ENTRIES SHOWN -
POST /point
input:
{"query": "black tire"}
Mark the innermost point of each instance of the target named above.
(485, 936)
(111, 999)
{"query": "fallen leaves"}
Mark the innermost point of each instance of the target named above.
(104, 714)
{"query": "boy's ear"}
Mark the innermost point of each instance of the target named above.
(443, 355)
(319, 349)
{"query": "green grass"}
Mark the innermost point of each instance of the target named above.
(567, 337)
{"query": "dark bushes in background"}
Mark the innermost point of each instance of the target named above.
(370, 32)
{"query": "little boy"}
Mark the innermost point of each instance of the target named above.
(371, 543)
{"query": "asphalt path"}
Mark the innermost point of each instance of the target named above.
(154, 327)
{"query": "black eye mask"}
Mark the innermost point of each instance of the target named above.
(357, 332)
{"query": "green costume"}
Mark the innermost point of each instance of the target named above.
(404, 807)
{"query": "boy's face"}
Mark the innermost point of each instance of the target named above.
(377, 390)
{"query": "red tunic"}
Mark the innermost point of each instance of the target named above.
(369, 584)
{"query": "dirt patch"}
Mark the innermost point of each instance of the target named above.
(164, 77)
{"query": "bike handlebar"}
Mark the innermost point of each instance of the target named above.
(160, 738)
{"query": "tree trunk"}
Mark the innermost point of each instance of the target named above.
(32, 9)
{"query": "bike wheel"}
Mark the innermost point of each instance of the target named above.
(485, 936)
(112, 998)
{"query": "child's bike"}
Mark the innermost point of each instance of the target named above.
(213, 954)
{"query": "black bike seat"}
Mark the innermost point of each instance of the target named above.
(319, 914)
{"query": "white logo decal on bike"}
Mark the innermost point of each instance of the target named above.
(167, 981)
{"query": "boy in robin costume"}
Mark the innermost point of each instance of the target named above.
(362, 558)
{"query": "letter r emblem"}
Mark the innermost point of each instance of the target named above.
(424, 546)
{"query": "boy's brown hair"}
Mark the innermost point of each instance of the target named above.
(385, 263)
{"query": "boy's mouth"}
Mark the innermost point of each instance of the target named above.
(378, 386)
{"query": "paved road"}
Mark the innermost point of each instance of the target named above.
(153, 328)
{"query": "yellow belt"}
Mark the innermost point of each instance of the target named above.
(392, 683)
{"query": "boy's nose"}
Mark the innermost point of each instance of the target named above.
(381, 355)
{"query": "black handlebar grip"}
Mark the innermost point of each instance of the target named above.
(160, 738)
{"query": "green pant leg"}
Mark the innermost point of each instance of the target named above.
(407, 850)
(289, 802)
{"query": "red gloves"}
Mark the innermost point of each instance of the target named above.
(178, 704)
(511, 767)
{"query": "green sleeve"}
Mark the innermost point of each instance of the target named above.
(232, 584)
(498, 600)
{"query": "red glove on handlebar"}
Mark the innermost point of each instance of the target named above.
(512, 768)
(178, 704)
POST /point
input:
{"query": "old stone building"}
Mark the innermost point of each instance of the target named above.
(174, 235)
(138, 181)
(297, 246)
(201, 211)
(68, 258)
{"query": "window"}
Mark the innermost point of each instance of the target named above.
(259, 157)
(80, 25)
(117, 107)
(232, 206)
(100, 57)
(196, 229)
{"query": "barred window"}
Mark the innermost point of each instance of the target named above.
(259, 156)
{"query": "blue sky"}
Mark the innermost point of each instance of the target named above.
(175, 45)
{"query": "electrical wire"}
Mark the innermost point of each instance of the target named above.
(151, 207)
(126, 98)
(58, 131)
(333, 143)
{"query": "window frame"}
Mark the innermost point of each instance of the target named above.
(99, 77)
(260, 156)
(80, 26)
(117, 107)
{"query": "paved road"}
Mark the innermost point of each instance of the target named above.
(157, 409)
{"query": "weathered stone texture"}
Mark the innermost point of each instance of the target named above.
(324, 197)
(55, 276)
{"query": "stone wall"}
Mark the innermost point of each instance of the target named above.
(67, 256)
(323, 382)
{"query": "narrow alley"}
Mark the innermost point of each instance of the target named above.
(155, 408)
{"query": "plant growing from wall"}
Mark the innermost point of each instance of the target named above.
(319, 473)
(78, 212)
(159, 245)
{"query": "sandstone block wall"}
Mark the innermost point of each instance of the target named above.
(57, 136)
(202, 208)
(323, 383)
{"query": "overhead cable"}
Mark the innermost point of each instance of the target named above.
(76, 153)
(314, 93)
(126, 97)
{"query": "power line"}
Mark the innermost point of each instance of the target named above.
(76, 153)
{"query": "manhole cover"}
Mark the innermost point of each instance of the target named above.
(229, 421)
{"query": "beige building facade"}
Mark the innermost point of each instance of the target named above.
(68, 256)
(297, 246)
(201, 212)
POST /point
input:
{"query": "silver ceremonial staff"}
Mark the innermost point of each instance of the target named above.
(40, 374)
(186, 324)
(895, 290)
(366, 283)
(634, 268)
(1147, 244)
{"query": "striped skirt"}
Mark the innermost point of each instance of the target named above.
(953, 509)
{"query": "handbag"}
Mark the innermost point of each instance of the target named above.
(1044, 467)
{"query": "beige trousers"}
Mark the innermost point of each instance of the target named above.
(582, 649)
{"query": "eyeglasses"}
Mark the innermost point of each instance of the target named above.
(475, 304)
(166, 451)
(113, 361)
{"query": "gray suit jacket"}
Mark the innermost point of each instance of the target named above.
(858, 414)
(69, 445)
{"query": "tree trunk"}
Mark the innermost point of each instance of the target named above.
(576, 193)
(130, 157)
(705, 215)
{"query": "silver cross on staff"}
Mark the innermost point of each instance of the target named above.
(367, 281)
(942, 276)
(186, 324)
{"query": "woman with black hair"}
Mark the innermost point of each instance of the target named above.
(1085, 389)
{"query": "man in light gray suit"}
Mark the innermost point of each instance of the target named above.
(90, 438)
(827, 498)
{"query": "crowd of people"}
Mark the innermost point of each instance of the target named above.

REQUEST - Copy out the full set of records precisely, leaving nothing out.

EXPECTED OUTPUT -
POST /point
input:
{"query": "black tire"}
Mark the innermost point of each instance of the target named above.
(485, 936)
(111, 999)
{"query": "fallen leaves"}
Mark the innermost point of each instance of the target named above.
(104, 714)
{"query": "boy's ear"}
Mark the innermost point of each instance of the target named above.
(443, 355)
(319, 349)
{"query": "green grass"}
Mark the innermost point of each instance of the target named above.
(567, 337)
{"query": "dark bushes in background"}
Mark the innermost point of each instance of the target named above.
(370, 32)
{"query": "little boy"}
Mark the innermost point of each instance of the target named above.
(371, 543)
{"query": "asphalt path"}
Mark the innermost point of each instance of the target named above.
(154, 327)
{"query": "black eye mask"}
Mark the innermost point of each instance of the target named above.
(357, 332)
{"query": "green costume"}
Mark the innermost point of each instance of the target named above.
(404, 807)
{"query": "boy's face"}
Mark the innermost point of each instance of the target named above.
(377, 390)
{"query": "red tunic"}
Mark the innermost point of each instance of the target named above.
(369, 584)
{"query": "dirt patch"}
Mark the innermost point of each instance of the target named above.
(164, 77)
{"query": "bike handlebar"}
Mark the innermost point of each instance of the target named above.
(160, 738)
{"query": "tree trunk"}
Mark the innermost point of each instance of the target named above.
(32, 9)
{"query": "bike wheel"}
Mark the innermost point of each instance of the target named above.
(485, 936)
(112, 998)
{"query": "child's bike"}
Mark the innermost point of each instance of the target named above.
(213, 954)
{"query": "black bike seat"}
Mark the innermost point of each instance of the target named above.
(319, 914)
{"query": "white logo decal on bike"}
Mark the innermost point of each instance of the target named above.
(167, 981)
{"query": "boy in robin costume"}
Mark the innermost point of each instance of the target named above.
(362, 558)
{"query": "letter r emblem"}
Mark the innermost point of each instance of the target named above.
(424, 546)
{"query": "boy's brown hair"}
Mark the innermost point of each instance of the target named above.
(385, 263)
{"query": "boy's mouth"}
Mark the innermost point of each instance of the target named above.
(378, 386)
{"query": "paved road"}
Mark the innermost point of each instance of the target named above.
(153, 328)
{"query": "yellow belt"}
Mark the innermost point of each instance of the target named above.
(392, 683)
{"query": "boy's nose"}
Mark the innermost point of each instance of the target named above.
(381, 355)
{"query": "black handlebar grip"}
Mark the innermost point of each instance of the target named above.
(160, 738)
{"query": "green pant leg"}
Mark the innermost point of each instance of the target named above.
(407, 850)
(289, 802)
{"query": "red gloves"}
Mark the innermost point of each instance of the target named above.
(178, 704)
(511, 767)
{"query": "green sleeve"}
Mark the innermost point of each instance of the target named above.
(232, 584)
(498, 600)
{"query": "red glove on handlebar"}
Mark the innermost point of each instance of the target named above.
(512, 768)
(178, 704)
POST /point
input:
{"query": "old stone building"}
Mark the innermost point of each instance of the target named above.
(174, 235)
(138, 181)
(297, 246)
(201, 211)
(68, 258)
{"query": "window"}
Mark the innermost point of each instance of the target named above.
(259, 157)
(80, 25)
(117, 107)
(232, 206)
(100, 57)
(196, 229)
{"query": "barred window"}
Mark the innermost point of each instance of the target named above.
(259, 156)
{"query": "blue sky"}
Mark the innermost point of each instance of the target named above.
(175, 45)
{"query": "electrical wire"}
Mark the innermost point of each instance of the target named above.
(151, 207)
(126, 98)
(58, 131)
(333, 143)
{"query": "window frame"}
Mark the innermost point of each instance of the target named above.
(99, 77)
(260, 156)
(80, 26)
(117, 107)
{"query": "paved road"}
Mark the innermost point of each instance of the target named above.
(157, 409)
{"query": "weathered stone texture"}
Mark the innermost point of each instance of the target named above.
(324, 197)
(55, 276)
{"query": "stone wall"}
Mark the innermost point of each instance of the target named above.
(67, 256)
(323, 382)
{"query": "narrow alley"}
Mark the innermost point of each instance of the target named above.
(155, 408)
{"query": "plant growing from wall"}
Mark the innermost point of each instance of the target named above.
(319, 473)
(78, 212)
(159, 245)
{"query": "sandstone block wall"}
Mark the innermost point of each instance of the target named above.
(57, 136)
(202, 208)
(323, 383)
{"query": "overhead cable"}
Mark the innermost point of each instance of the target named above.
(76, 153)
(314, 93)
(126, 97)
{"query": "power line"}
Mark the innermost point of each instance of the target named above.
(76, 153)
{"query": "manhole cover"}
Mark the innermost point of each instance of the target named above.
(229, 421)
{"query": "beige building facade"}
Mark the innermost point of each instance of the target named above.
(68, 256)
(297, 246)
(201, 212)
POST /point
input:
{"query": "silver ceremonial staff"}
Mark the innermost point of each instance of the target named above.
(40, 374)
(186, 324)
(895, 290)
(366, 283)
(634, 268)
(1147, 244)
{"query": "striped skirt"}
Mark the innermost point of each instance of the target named above.
(953, 509)
{"query": "handbag"}
Mark the innermost point of each instance of the target named above.
(1044, 467)
{"query": "beige trousers"}
Mark the innermost point of each instance of the target named above.
(582, 649)
{"query": "eyeglasses"}
Mark the innermost point of each instance of the target named above.
(475, 304)
(166, 451)
(113, 361)
{"query": "gray suit jacket"}
Mark the innermost point of each instance of the target named above.
(858, 414)
(69, 445)
{"query": "tree trunk"}
Mark the innermost point of each instance of the target named above.
(576, 193)
(130, 157)
(705, 215)
{"query": "silver cross on staff"}
Mark the innermost point of each instance of the target named above.
(367, 281)
(942, 276)
(186, 324)
{"query": "woman with black hair"}
Mark the innermost point of each instance of the target named above.
(1085, 389)
{"query": "man in light gray suit"}
Mark the innermost point of each instance of the target named above.
(90, 438)
(827, 498)
{"query": "crowd of people"}
Mark the innermost point of each instance of the target named above.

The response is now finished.